▸ **WORK REQUEST**:
What lines of the data below hold the string "shower"? Copy each one out.
[GIVEN DATA Boundary: Start]
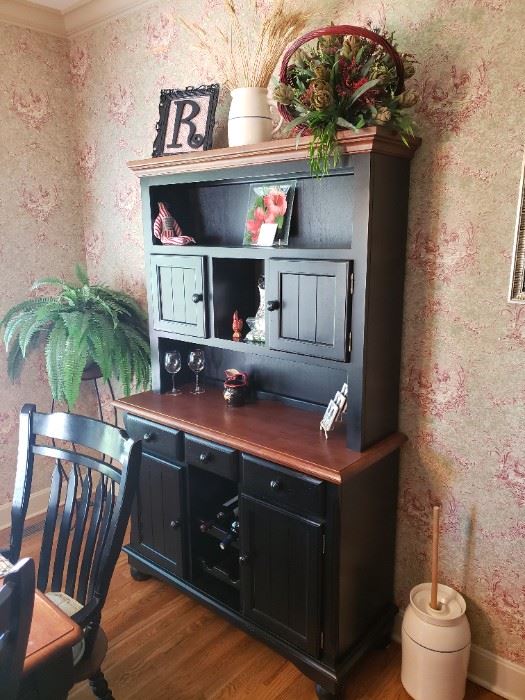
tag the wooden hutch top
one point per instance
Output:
[GIVEN DATA Boundary: End]
[GIVEN DATA Boundary: Start]
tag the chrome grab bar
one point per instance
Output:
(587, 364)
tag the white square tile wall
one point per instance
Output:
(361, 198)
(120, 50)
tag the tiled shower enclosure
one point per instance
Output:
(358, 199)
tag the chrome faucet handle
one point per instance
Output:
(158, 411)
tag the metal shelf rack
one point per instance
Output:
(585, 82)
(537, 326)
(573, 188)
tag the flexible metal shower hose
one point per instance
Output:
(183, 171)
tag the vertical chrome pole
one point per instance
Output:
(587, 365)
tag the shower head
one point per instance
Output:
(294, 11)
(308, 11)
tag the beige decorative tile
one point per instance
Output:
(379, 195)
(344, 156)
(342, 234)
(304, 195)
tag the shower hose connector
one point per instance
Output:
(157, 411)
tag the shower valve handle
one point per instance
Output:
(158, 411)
[GIVEN DATA Boundary: End]
▸ **SOLUTION TO THE PROBLEM**:
tag the tiled shower enclosure
tag the flexible metal shower hose
tag the shower head
tag the shower hose connector
tag the shower valve handle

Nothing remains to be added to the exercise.